Excerpt:
Vaccine Fatigue, Misinformation Could Impact Flu Rates, Expert Says
Zachary Nelson, PharmD, BCIDP, BCPS, discussed the past 2 influenza seasons and how they could help predict vaccination and illness rates.
Aislinn Antrim: Hi, I'm Aislinn Antrim with Pharmacy Times. Today I'm speaking with Zach Nelson, an infectious diseases and emergency medicine pharmacist at Abbott Northwestern Hospital, about influenza and what's potentially been missed over the last couple years while we've been focusing on COVID so much. And so, the flu has largely kind of been put on the backburner compared to somewhat normal times. Can you give an overview of what the past flu season has looked like and what you've seen?

Records from a data collection

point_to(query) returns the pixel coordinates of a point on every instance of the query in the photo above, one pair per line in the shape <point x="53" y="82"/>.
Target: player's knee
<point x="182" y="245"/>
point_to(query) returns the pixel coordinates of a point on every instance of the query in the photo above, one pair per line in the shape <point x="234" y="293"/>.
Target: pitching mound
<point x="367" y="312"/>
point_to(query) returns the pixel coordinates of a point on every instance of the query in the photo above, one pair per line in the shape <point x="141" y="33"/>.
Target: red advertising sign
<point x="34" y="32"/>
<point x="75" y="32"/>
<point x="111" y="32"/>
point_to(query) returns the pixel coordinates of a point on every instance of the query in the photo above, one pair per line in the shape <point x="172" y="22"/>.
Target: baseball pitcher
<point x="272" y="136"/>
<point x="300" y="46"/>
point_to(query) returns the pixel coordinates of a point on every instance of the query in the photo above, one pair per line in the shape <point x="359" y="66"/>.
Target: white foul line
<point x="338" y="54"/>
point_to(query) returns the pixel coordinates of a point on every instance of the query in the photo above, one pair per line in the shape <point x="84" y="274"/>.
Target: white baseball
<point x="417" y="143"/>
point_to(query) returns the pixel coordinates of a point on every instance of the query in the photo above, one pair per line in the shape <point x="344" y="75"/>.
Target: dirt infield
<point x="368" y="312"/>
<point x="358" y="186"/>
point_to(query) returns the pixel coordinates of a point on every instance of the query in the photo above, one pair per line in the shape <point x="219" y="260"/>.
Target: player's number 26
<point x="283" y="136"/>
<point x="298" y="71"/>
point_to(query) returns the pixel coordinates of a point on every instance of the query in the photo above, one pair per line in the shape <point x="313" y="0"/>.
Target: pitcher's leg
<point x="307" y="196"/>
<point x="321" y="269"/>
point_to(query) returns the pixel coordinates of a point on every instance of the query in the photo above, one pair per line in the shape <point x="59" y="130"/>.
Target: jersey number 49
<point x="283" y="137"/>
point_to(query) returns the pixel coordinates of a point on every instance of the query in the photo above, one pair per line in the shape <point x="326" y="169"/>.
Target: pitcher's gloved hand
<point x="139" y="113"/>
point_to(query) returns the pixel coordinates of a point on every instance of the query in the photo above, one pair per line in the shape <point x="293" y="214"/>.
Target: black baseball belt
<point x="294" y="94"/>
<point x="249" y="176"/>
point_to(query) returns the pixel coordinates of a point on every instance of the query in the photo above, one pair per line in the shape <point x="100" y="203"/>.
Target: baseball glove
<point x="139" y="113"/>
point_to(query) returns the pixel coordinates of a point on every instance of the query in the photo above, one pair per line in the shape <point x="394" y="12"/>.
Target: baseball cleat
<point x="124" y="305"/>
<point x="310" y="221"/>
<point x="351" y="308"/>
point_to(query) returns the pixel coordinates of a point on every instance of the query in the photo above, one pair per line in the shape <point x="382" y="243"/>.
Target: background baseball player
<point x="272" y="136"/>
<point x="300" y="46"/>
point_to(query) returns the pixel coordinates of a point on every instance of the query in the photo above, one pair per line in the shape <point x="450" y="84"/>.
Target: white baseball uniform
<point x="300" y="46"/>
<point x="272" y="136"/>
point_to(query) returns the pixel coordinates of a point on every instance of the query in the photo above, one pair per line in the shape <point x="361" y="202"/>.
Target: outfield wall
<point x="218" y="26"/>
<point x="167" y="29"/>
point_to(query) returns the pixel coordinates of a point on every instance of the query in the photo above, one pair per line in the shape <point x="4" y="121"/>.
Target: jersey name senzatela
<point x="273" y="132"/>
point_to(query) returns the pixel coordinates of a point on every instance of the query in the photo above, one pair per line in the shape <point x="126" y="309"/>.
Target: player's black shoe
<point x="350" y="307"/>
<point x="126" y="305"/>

The problem: Continue the interview about influenza and vaccine fatigue from the point where it stops.

Expected output:
Zachary Nelson, PharmD, BCIDP, BCPS: Sure. Well, typically, the CDC estimates the burden of influenza on a yearly basis, using a combination of data from their various surveillance systems that look at symptomatic illnesses, medical visits, hospitalizations, and deaths. However, during the past influenza season, the number of people hospitalized with flu is too low to generate accurate estimates of what was going on. So, we don't have precise estimates as to the true burden of influenza this last season. But the data we do have suggests that the flu activity last season was the lowest it has been since the current system of reporting began 25 years ago in 1997. So, one way we can get a sense as to just how much of an outlier last season was is to look at the positivity rates from clinical lab samples. So, in the 2019-2020, season, the year prior to last, the positivity rate was about 15% to 20%. Last year is about 0.1% to 5%. And additionally, we can look at hospitalization rates, and those were down significantly as well. So really, overall, a historically low burden of influenza this last year.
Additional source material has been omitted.